Requirement:
Return the complete listing that follows, with each line reproduced exactly.

○ ○ ○ ○ ○

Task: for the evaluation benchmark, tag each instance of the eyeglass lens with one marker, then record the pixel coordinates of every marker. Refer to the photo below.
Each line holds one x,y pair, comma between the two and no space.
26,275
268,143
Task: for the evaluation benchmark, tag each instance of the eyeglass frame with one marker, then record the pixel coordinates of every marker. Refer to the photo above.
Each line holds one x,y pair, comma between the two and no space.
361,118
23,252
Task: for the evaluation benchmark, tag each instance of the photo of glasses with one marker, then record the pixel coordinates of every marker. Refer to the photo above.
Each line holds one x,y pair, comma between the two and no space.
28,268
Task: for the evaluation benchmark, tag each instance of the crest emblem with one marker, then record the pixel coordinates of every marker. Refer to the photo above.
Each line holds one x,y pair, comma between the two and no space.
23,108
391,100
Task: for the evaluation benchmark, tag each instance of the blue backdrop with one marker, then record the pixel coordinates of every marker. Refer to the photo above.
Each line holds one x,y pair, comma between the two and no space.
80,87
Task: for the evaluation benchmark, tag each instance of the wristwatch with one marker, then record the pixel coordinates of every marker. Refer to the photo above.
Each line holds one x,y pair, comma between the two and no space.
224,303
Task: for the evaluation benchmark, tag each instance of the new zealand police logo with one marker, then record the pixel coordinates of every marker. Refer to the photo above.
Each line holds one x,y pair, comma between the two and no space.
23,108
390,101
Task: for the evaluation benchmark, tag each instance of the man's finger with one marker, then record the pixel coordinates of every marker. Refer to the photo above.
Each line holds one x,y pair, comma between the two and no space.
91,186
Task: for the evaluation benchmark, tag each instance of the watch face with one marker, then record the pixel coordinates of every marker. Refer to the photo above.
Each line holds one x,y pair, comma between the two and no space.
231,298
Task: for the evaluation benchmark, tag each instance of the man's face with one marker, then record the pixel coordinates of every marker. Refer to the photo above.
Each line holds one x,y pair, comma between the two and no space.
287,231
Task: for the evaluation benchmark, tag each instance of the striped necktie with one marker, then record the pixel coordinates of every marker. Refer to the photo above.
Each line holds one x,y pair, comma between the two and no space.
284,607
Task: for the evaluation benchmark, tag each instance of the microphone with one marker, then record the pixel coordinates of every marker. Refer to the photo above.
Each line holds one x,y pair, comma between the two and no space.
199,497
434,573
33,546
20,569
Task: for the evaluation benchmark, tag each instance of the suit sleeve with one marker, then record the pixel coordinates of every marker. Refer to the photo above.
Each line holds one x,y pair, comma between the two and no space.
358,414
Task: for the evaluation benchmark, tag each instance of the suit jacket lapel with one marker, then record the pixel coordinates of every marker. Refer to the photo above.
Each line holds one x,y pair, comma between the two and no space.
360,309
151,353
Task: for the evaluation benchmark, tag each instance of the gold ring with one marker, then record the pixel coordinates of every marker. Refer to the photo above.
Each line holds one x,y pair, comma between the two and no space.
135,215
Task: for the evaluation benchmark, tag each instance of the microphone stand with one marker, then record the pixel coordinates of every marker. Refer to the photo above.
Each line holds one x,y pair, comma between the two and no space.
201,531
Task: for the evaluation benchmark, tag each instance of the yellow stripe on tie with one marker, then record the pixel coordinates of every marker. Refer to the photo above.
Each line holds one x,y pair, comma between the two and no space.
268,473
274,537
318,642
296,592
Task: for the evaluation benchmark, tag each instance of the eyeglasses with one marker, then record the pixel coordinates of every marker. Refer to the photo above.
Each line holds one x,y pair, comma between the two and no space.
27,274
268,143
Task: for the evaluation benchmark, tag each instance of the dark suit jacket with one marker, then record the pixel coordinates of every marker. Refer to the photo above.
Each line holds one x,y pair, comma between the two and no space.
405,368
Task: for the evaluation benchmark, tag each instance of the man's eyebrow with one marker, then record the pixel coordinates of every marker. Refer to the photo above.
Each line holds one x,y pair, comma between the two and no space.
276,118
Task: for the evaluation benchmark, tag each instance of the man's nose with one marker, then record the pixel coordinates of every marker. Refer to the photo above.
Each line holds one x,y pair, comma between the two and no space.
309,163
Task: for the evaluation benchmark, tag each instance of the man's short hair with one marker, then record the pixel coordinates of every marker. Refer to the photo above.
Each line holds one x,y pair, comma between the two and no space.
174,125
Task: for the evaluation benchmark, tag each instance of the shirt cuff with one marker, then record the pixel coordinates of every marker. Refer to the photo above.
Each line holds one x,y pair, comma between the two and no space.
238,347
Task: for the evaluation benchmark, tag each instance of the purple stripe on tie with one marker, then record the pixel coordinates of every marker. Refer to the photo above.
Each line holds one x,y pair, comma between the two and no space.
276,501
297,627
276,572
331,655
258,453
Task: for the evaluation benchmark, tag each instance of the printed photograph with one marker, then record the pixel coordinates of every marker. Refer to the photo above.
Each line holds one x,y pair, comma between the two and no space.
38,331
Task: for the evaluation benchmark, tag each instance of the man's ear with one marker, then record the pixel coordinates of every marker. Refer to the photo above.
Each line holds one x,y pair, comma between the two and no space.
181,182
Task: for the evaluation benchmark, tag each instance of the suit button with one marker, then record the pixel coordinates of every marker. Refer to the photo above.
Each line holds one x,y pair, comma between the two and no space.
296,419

○ ○ ○ ○ ○

Exercise result:
Task: for the evaluation benchmark, tag each instance of the eyeglass lens with one marker, then record the pixel coordinates of every marker. Refer to the photo below.
Each line holds one x,y pair, comma between the two and no space.
26,275
268,143
Task: for the evaluation benchmark, tag each instance of the eyeglass frame with one marker, then record the pixel coordinates of every marker. Refer to the photo above.
Each line holds one x,y pair, comma between the two and no space.
361,118
23,252
Task: for the evaluation benchmark, tag each instance of the photo of glasses with one marker, then record the pixel coordinates of every marker. Refer to the photo above.
Each line holds one x,y pair, comma between the two and no space.
28,268
Task: for the evaluation benchmark, tag each instance of the crest emblem with one marker, then record the pixel coordinates of every marker. Refer to the photo above.
Each line holds one x,y pair, comma between the two and no space.
23,108
391,100
Task: for the evaluation benchmark, tag each instance of the blue backdrop with one marker, then record the pixel coordinates of every marker. Refer to the photo above.
Each line holds one x,y pair, comma between the two and no space.
80,87
Task: for the evaluation benchmark, tag each instance of the wristwatch with one marker, then record the pixel coordinates of every marker. Refer to the photo above.
Each line holds one x,y pair, comma between the two and no space.
224,303
Task: for the evaluation benchmark, tag each instance of the new zealand police logo with one marker, then record the pixel coordinates of every marker. Refer to the photo above.
Each line holds one x,y pair, comma between the two and no space.
23,108
390,101
Task: for the evaluation benchmark, tag each instance of the man's finger with one marker, then record the pixel coordinates of every marker. Refer to the photo above.
Each line holds one x,y pair, comma between the two and no space.
91,186
Task: for the evaluation benchmark, tag each instance of the watch face with one marker, then record the pixel coordinates of every marker. Refer to the photo above.
Each line holds one x,y pair, comma between the two and no space.
231,298
Task: for the evaluation benchmark, tag each instance of the man's face with one marker, then record the pixel coordinates of every marker. Refer to the photo above.
Each line holds one x,y pair, comma between the two and no space.
287,231
Task: for the evaluation benchmark, tag each instance of the striped necktie with one marker, then record the pixel coordinates of every marker. Refer to the photo above.
Each line holds one x,y pair, comma between the two and no space.
284,607
Task: for the evaluation benchmark, tag each instance of the microphone with one marker, then record the pixel coordinates of every marker. Refer to the photo above.
Each line holds one x,y pair, comma between the two and no space.
199,497
434,573
33,546
20,569
Task: for the evaluation benchmark, tag each instance of the suit sleeve with one marker, then record the pixel coordinates of every marker. Refer to the photo above.
Each line holds one x,y pair, comma between the two and no space.
358,414
Task: for the evaluation benchmark, tag each instance of the suit jacket lapel with one marker, then record the pixel coordinates of every marker. Refer to the photo above.
Each line holds one x,y pair, comma between the two and no space.
360,309
151,353
Task: for the evaluation benchmark, tag each instance of the gold ring with one marker, then record the pixel coordinates of every marker. Refer to the photo above.
Each line holds one x,y pair, comma between the two and no space.
135,215
Task: for the evaluation benchmark, tag each instance of the microphone stand with one marker, then record the pixel coordinates of every marker. Refer to the photo above.
Each line holds one x,y pair, comma between the two and no space.
201,531
Task: for the evaluation benchmark, tag each instance of the yellow stripe on tie with one marker, then record the pixel coordinates of every marker. Refer to the photo above.
Each line holds one x,y pair, comma between the two and no space.
268,473
274,537
318,642
296,592
Task: for the evaluation benchmark, tag each instance of the eyeglasses with one marker, then record the pixel coordinates of every marker. Refer to the photo above.
Each line holds one x,y pair, comma between the two and no space.
27,274
268,143
Task: for the evaluation benchmark, tag each instance of the dark suit jacket with one marker, then record the pixel coordinates of every marker. Refer to the photo above.
Each line holds one x,y pair, comma between the two and no space.
405,368
Task: for the evaluation benchmark, tag each instance of the man's eyebrow with one marker, then record the pixel coordinates of every marker. Refer to the photo above.
Each line holds one x,y pair, comma between the two and no space.
276,118
Task: for the evaluation benchmark, tag each instance of the man's nose with one marker, then record the pixel coordinates of every marker. Refer to the photo above.
Each line holds one x,y pair, comma between the two and no space.
309,163
Task: for the evaluation benchmark, tag each instance of the man's short hair with one marker, then record the pixel coordinates of every marker. Refer to the photo above.
Each line holds one x,y pair, comma between the two and no space.
174,125
Task: for the evaluation benchmark, tag each instance of the shirt cuff with one marker, then record the pixel coordinates of every marker. Refer to the photo above.
Each line holds one x,y pair, comma between the two and no space.
238,347
Task: for the evaluation benchmark, tag each instance of the purple stripe on tie with one marker, then record the pixel coordinates of every marker. Refer to the photo above.
Each line holds one x,y pair, comma between the two and no space.
276,501
297,627
276,572
331,655
258,453
Task: for the evaluation benchmark, tag each instance of the printed photograph with one marker, then record the pixel coordinates of every marker. Refer to the photo above.
Each line holds one x,y pair, comma between the two and no space.
38,331
Task: for the evaluation benchmark, tag each instance of the man's ear with one marker, then record the pixel coordinates of every marker. Refer to the photo above.
Each line holds one x,y pair, comma between the two and no space.
181,182
Task: for the evaluation benchmark, tag each instance of the suit button with one marker, then record the pixel coordinates of every marker. Refer to the photo above.
Each line holds one x,y pair, comma between the two and no space.
296,419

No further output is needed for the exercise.